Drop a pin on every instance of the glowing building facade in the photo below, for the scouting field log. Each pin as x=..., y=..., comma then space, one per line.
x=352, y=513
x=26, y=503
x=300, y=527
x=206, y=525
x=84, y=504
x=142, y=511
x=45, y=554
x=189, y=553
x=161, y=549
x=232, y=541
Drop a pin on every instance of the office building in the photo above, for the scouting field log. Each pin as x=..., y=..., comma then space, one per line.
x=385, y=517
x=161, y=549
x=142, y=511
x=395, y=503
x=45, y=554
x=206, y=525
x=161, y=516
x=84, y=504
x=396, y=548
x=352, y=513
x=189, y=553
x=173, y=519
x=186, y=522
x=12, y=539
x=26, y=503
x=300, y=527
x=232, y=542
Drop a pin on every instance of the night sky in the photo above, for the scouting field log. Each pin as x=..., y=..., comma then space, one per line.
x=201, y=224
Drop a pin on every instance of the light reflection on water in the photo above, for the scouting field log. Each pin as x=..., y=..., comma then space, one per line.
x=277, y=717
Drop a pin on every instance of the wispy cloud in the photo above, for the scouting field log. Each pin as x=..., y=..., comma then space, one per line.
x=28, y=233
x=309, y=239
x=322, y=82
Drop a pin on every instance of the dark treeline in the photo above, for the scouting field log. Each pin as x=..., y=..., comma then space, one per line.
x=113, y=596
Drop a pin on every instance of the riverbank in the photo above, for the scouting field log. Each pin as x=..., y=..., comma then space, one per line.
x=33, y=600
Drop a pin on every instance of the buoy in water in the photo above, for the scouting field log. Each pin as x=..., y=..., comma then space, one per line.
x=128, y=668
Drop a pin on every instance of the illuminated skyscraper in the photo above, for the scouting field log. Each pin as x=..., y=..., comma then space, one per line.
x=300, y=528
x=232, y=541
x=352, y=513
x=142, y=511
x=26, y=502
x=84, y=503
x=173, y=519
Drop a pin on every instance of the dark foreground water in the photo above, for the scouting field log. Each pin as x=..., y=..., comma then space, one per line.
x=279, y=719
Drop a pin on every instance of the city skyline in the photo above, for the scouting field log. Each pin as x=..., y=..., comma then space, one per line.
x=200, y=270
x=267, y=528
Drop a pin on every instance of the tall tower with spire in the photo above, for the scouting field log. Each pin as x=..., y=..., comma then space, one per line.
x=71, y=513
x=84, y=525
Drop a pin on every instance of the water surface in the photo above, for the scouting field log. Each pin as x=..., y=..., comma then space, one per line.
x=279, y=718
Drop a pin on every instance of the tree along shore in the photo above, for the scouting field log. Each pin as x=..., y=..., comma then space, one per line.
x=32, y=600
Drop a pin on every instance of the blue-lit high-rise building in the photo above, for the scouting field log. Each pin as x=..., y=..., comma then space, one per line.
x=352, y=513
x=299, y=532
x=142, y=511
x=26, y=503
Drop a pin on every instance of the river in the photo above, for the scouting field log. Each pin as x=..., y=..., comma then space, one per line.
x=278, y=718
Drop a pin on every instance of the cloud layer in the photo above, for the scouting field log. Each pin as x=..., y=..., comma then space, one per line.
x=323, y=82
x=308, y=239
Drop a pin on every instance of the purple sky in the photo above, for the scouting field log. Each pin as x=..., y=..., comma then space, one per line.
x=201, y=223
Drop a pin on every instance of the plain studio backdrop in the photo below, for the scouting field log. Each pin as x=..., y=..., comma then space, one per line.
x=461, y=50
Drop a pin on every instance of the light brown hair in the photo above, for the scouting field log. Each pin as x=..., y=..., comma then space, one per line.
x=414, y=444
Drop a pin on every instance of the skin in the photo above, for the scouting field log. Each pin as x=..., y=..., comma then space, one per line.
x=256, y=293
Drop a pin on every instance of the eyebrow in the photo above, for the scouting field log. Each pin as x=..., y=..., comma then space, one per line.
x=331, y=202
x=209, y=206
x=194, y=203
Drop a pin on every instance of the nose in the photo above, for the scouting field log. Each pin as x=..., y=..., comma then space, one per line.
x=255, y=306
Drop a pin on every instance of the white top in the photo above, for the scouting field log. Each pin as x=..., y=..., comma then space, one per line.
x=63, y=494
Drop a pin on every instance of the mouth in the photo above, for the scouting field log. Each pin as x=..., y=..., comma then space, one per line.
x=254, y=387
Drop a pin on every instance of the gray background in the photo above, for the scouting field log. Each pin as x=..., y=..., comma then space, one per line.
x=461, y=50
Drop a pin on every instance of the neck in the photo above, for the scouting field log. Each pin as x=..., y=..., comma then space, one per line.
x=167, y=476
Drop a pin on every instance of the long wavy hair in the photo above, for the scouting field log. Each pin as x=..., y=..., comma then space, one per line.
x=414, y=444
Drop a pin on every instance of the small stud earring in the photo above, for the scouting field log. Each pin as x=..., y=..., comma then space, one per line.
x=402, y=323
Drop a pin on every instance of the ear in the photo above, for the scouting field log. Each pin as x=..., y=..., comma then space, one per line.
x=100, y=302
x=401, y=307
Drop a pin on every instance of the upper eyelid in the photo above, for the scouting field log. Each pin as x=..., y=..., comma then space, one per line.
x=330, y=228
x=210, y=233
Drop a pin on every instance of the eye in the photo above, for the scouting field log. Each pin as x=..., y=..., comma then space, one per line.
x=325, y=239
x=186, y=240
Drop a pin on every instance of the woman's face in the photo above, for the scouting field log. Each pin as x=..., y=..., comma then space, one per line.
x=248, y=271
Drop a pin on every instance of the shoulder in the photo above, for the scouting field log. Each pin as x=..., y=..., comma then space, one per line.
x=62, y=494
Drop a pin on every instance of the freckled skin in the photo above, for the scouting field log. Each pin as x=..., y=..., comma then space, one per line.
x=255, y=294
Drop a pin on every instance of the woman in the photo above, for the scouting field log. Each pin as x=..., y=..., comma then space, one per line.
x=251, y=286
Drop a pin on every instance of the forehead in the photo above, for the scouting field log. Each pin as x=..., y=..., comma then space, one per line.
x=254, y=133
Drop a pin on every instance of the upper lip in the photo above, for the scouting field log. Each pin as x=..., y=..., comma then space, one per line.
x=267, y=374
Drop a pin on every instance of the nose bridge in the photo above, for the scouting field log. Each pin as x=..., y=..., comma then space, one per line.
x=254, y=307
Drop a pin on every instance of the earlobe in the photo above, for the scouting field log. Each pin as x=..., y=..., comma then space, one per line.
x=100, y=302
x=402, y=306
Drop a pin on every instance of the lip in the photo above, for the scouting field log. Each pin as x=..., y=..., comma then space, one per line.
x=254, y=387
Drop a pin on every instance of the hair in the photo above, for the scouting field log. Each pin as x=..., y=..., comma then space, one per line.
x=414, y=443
☆ ☆ ☆ ☆
TASK PROMPT => Rewrite all of the material above, swapping "field log" for "site record" everywhere it appears and leaving everything else unchanged.

SOLUTION FOR THIS PROBLEM =>
Drop a pin on every instance of the glowing building facade in the photo below, for the scouting site record. Each pin as x=..., y=..., comma then space, one per line.
x=352, y=513
x=26, y=503
x=300, y=527
x=206, y=525
x=84, y=504
x=142, y=511
x=45, y=554
x=189, y=553
x=161, y=549
x=232, y=541
Drop a pin on every instance of the office building in the photo above, for the scouting site record. Each pin as x=..., y=..., comma then space, one per line.
x=385, y=517
x=161, y=549
x=142, y=511
x=395, y=503
x=45, y=554
x=206, y=525
x=161, y=516
x=84, y=504
x=396, y=548
x=352, y=513
x=189, y=553
x=173, y=519
x=186, y=522
x=12, y=539
x=26, y=503
x=300, y=527
x=232, y=542
Drop a pin on every instance of the night sky in the photo above, for the scouting site record. Each pin as x=..., y=..., comma then space, one per line.
x=201, y=224
Drop a pin on every instance of the light reflection on water in the photo above, for the scouting site record. Each pin as x=..., y=..., comma then space, one per line.
x=277, y=717
Drop a pin on every instance of the wispy cloud in the photo above, for the scouting site record. Each pin as x=..., y=..., comma then space, one per line.
x=28, y=233
x=309, y=239
x=322, y=82
Drop a pin on every instance of the dark treeline in the photo above, for the scouting site record. Each pin as x=..., y=..., comma then space, one per line.
x=113, y=596
Drop a pin on every instance of the riverbank in the photo above, for the scouting site record. Each pin as x=..., y=..., comma then space, one per line.
x=33, y=600
Drop a pin on every instance of the buoy in water in the photo above, for the scouting site record. Each pin as x=..., y=..., comma then space, one per line.
x=128, y=668
Drop a pin on every instance of the illuminated skyscraper in the photo above, for the scouting site record. Each pin as x=..., y=..., comma then space, one per line.
x=300, y=528
x=232, y=541
x=352, y=513
x=142, y=511
x=26, y=502
x=84, y=503
x=173, y=519
Drop a pin on every instance of the dark foreground water in the photo above, for the scouting site record. Each pin as x=..., y=..., comma then space, one per line.
x=279, y=719
Drop a pin on every instance of the city skyline in the photo above, for the scouting site record. Each pin as x=..., y=..., comma then space, one per line.
x=200, y=270
x=267, y=528
Drop a pin on every instance of the tall tower with spire in the photo above, for the scouting site record. Each pin as x=..., y=..., comma then space, one per line.
x=71, y=513
x=84, y=525
Drop a pin on every instance of the water surface in the photo above, for the scouting site record. Each pin as x=..., y=..., comma then space, one per line.
x=279, y=718
Drop a pin on every instance of the tree along shore in the photo above, for the scouting site record. Each pin as x=..., y=..., comma then space, one per line.
x=32, y=600
Drop a pin on every instance of the blue-lit high-rise building in the photo above, for the scouting site record. Each pin as x=..., y=..., comma then space, one per line.
x=352, y=513
x=299, y=532
x=142, y=511
x=26, y=503
Drop a pin on every instance of the river in the photo above, for the scouting site record. Each pin as x=..., y=..., comma then space, one per line.
x=278, y=718
Drop a pin on every instance of the cloud layer in the photo above, for the scouting site record. Each pin as x=..., y=..., comma then space, one per line.
x=323, y=82
x=308, y=239
Drop a pin on every instance of the purple sky in the photo above, for the scouting site record. Each pin as x=..., y=..., comma then space, one per line.
x=201, y=223
Drop a pin on every instance of the plain studio backdrop in the photo below, for the scouting site record. Each pin as x=..., y=..., comma then space, one per line.
x=461, y=50
Drop a pin on every instance of the light brown hair in the photo above, for the scouting site record. Each pin as x=..., y=..., comma then space, one per line.
x=414, y=444
Drop a pin on every instance of the skin in the photo above, for the scouting site record. Each pin as x=..., y=..., comma then space, one per line.
x=256, y=293
Drop a pin on every instance of the eyebrow in the photo above, for the scouting site record. Each pin as x=..., y=..., comma then space, one per line.
x=331, y=202
x=209, y=206
x=194, y=203
Drop a pin on every instance of the nose in the photo above, for the scouting site record. Each pin as x=..., y=..., comma then space, one per line.
x=255, y=306
Drop a pin on every instance of the white top in the photo above, for the scouting site record. Each pin as x=..., y=..., comma then space, one per line.
x=63, y=494
Drop a pin on every instance of the mouth in the photo above, for the scouting site record. Each pin as x=..., y=..., comma then space, one per line.
x=254, y=387
Drop a pin on every instance of the gray background in the photo above, for the scouting site record. Each pin as x=..., y=..., comma then space, one per line.
x=461, y=50
Drop a pin on every instance of the neck in the photo above, for the scouting site record. Each pin as x=..., y=..., comma then space, one per line.
x=167, y=476
Drop a pin on every instance of the long wavy hair in the photo above, for the scouting site record. Each pin as x=..., y=..., comma then space, one per line.
x=414, y=444
Drop a pin on every instance of the small stud earring in the photo above, for the scouting site record. Each pin as x=..., y=..., comma then space, one per line.
x=402, y=323
Drop a pin on every instance of the ear in the photo above, for the scouting site record. Each pin as x=..., y=..., comma then space, one per line.
x=100, y=302
x=401, y=307
Drop a pin on every instance of the upper eyelid in the photo above, for the scouting site record. Each pin as x=..., y=..., comma then space, one per line.
x=330, y=228
x=210, y=233
Drop a pin on every instance of the eye in the photo above, for the scouting site record. Each pin as x=..., y=..., comma then space, one per line.
x=325, y=239
x=186, y=240
Drop a pin on every instance of the woman's face in the photo above, for the scouting site record. Each pin as x=..., y=..., comma then space, one per line.
x=248, y=271
Drop a pin on every instance of the shoulder in the photo above, for the scouting site record. Each pin as x=..., y=..., comma then space, one per line.
x=62, y=494
Drop a pin on every instance of the freckled skin in the photo above, for the scouting site record. Each pin as x=..., y=..., comma then space, one per line.
x=255, y=294
Drop a pin on every instance of the woman in the photo above, for the scouting site record. Each pin as x=..., y=..., comma then space, one per line.
x=251, y=286
Drop a pin on every instance of the forehead in the photo above, for the scouting site record. Each pin as x=..., y=..., comma then space, one per line.
x=254, y=133
Drop a pin on every instance of the upper lip in the photo above, for the scouting site record. Each pin as x=..., y=..., comma then space, one per line.
x=267, y=374
Drop a pin on every instance of the nose bridge in the photo above, for the scouting site record. Each pin as x=..., y=..., comma then space, one per line.
x=254, y=307
Drop a pin on every instance of the earlobe in the photo above, for the scouting site record. Each pin as x=..., y=..., comma then space, one per line.
x=100, y=302
x=402, y=306
Drop a pin on every instance of the lip in the photo above, for the scouting site record. Each pin as x=..., y=..., comma then space, one per line.
x=254, y=387
Drop a pin on every instance of the hair in the photo above, for the scouting site record. Each pin as x=..., y=..., comma then space, one per line.
x=414, y=443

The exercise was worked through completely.